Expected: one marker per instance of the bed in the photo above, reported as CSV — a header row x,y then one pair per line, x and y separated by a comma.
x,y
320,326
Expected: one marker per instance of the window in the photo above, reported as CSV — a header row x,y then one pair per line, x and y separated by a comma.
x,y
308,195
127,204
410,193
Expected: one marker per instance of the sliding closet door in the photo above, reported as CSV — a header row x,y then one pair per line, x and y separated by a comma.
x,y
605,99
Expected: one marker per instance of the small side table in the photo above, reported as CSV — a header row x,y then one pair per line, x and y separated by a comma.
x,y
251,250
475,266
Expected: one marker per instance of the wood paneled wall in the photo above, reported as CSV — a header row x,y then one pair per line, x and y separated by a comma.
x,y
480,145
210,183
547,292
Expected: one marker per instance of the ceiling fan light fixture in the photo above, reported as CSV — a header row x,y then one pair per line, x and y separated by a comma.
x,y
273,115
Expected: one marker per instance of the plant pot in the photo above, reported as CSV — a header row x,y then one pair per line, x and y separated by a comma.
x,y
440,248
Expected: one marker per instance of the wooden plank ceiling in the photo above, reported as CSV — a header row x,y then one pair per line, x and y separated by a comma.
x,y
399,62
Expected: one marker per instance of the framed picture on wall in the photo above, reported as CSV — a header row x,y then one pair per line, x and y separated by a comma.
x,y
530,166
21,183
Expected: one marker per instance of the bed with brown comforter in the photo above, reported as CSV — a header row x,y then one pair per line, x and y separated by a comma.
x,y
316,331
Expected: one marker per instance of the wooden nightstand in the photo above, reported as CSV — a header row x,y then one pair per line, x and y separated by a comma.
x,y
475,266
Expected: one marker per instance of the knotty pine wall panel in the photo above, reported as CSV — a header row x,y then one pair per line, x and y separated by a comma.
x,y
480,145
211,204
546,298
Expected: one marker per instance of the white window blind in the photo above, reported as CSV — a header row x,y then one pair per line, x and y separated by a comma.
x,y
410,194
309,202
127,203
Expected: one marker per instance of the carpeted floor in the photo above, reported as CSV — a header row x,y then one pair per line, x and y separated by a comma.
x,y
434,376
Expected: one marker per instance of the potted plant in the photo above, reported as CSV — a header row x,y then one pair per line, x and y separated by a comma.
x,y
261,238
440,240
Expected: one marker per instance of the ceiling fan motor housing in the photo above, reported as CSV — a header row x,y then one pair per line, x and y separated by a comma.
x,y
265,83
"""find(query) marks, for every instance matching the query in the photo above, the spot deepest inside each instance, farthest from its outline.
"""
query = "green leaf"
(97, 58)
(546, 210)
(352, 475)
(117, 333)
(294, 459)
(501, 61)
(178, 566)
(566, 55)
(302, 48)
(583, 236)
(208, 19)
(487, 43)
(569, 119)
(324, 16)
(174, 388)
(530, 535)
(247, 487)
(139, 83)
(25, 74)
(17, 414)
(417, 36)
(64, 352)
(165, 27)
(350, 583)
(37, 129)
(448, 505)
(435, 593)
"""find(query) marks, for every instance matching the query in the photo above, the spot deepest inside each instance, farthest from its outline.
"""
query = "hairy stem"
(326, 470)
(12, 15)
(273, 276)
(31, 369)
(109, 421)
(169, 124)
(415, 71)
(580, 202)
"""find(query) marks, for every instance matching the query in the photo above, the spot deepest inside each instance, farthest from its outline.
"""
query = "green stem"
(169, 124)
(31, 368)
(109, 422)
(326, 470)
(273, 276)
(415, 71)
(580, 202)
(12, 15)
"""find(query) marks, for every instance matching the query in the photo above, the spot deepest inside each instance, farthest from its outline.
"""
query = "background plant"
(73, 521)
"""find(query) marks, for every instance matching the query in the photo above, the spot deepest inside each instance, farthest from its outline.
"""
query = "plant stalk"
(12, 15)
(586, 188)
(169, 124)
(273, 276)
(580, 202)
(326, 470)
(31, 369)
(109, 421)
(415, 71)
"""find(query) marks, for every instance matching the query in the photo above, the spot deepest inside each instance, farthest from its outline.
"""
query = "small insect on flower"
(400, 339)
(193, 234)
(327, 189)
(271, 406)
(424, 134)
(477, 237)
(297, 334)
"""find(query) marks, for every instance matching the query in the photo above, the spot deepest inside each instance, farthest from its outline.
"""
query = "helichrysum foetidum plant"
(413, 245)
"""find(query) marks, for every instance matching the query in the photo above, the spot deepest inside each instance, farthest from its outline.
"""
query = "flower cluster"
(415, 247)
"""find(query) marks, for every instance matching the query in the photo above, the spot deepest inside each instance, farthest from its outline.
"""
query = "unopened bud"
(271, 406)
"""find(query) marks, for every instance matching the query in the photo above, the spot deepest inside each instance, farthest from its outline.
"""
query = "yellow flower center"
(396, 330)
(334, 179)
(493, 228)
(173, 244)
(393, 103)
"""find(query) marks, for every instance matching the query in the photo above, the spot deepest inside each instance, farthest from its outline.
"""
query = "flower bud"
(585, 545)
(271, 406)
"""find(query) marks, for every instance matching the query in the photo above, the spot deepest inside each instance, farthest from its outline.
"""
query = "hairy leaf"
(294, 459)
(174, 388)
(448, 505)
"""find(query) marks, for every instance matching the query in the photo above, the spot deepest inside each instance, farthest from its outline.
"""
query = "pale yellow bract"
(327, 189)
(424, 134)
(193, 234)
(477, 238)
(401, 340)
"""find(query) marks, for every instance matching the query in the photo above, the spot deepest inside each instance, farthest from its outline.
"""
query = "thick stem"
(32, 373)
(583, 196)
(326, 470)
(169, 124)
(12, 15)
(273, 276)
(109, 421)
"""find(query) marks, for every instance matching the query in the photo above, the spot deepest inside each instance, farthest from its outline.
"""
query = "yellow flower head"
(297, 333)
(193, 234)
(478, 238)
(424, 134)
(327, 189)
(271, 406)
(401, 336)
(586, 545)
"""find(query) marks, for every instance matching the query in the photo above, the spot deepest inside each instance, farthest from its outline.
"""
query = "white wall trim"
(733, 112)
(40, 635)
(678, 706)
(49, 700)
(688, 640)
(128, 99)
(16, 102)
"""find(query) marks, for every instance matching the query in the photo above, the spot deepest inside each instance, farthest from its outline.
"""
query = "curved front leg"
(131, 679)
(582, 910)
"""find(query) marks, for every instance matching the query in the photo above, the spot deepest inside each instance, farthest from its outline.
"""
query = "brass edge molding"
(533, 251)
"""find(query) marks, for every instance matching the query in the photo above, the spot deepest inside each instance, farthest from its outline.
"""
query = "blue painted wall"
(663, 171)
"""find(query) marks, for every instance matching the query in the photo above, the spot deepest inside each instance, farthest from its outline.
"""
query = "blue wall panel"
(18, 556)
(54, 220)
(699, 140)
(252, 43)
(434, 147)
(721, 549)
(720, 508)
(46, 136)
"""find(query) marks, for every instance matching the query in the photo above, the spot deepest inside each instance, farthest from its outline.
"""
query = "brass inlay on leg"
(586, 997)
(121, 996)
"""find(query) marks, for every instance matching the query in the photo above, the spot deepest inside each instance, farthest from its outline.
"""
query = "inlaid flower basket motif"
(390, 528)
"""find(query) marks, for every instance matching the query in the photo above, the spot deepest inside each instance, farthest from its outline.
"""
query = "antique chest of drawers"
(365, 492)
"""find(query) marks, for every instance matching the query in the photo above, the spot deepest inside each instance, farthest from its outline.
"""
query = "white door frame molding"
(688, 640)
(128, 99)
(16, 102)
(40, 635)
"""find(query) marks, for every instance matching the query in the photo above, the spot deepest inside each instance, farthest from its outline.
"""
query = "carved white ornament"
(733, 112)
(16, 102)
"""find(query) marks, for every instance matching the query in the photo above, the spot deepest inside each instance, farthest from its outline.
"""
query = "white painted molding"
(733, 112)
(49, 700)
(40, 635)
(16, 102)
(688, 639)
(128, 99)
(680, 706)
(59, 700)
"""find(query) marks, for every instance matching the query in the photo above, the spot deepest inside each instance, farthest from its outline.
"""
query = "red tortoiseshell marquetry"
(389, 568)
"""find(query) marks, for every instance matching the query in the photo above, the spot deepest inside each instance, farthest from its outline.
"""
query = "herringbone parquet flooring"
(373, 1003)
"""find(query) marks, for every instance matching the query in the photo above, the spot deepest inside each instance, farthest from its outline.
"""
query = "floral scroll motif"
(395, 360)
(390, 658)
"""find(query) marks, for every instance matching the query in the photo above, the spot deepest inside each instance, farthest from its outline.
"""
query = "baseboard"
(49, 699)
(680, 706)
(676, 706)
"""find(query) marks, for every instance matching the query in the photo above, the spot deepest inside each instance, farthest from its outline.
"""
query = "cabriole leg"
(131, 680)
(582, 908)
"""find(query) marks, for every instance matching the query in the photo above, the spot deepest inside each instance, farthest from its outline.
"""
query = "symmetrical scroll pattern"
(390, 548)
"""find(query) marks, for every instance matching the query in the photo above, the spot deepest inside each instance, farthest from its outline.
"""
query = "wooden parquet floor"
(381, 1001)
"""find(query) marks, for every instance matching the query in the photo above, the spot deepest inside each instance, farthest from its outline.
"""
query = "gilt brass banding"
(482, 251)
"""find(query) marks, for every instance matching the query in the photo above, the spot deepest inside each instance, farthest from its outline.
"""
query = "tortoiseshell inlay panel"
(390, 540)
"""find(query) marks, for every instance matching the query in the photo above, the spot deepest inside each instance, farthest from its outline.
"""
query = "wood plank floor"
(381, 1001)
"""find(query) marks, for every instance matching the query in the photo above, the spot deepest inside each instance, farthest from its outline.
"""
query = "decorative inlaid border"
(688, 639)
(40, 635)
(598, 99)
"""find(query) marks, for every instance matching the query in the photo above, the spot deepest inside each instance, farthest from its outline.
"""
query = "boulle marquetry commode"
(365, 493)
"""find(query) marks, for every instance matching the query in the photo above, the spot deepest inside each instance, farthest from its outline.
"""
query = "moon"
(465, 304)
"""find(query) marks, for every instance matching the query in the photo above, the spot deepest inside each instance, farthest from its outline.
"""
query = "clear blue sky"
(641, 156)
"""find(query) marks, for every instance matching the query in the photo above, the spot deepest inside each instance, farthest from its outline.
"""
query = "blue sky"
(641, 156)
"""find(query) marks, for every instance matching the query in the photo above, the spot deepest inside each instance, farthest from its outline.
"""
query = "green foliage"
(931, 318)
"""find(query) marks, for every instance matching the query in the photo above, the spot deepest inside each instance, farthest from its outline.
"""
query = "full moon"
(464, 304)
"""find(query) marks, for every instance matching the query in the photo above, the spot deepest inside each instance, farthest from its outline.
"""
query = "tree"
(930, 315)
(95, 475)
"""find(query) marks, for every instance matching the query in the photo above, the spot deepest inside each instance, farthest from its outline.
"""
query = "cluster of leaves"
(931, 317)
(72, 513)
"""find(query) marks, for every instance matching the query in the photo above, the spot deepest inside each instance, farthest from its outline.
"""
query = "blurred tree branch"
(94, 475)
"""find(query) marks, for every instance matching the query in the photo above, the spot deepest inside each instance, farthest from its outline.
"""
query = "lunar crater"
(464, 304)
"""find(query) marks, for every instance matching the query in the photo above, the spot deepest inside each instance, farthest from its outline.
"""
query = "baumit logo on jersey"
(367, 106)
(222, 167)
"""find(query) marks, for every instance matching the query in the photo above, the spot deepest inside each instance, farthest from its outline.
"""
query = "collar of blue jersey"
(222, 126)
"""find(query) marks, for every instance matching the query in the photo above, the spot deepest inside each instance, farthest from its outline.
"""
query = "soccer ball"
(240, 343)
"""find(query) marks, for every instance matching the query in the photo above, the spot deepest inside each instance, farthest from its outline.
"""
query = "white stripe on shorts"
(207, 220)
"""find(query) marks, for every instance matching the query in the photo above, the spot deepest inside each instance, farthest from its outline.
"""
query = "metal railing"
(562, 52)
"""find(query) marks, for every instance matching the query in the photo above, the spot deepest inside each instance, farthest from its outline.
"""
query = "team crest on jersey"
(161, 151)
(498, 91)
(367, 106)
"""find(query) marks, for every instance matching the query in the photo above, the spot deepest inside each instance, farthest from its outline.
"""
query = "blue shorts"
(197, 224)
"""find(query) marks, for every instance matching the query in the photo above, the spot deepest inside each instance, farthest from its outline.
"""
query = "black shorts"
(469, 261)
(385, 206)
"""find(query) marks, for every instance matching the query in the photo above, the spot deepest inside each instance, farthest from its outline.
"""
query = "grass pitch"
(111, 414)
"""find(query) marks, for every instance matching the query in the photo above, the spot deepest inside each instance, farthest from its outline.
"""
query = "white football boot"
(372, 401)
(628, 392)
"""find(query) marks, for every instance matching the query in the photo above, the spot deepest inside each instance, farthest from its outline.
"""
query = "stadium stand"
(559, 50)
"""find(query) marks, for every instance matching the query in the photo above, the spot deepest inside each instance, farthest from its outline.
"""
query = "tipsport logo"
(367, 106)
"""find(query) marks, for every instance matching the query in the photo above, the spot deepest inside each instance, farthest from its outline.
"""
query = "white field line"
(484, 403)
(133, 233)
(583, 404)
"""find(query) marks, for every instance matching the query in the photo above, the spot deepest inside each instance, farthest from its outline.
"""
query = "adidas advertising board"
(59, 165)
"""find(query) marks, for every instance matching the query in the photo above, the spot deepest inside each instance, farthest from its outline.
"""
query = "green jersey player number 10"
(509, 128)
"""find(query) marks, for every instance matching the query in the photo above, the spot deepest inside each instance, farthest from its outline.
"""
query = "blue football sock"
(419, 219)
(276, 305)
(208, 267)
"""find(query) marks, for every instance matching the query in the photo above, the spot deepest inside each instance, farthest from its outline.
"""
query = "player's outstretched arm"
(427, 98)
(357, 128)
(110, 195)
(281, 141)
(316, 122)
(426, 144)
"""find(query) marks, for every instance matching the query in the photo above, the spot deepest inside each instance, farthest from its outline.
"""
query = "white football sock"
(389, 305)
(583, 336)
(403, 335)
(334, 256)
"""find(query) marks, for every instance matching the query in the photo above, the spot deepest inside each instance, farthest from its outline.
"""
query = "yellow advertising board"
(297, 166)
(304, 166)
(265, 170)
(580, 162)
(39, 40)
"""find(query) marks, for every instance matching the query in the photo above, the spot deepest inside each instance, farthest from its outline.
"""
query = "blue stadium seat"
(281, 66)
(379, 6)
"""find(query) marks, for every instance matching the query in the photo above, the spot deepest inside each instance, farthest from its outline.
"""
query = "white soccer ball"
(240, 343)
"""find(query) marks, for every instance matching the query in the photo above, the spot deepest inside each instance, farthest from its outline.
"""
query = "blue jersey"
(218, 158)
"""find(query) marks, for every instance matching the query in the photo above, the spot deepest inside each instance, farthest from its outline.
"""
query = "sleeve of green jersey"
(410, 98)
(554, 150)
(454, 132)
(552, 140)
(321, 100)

━━━━━━━━━━━━━━━━━━━━

WHAT YOU NEED TO DO: Count the lines in the entries above that contain the string "yellow", with case counting, and reply with only the number.

ANSWER FOR THIS EXERCISE: 4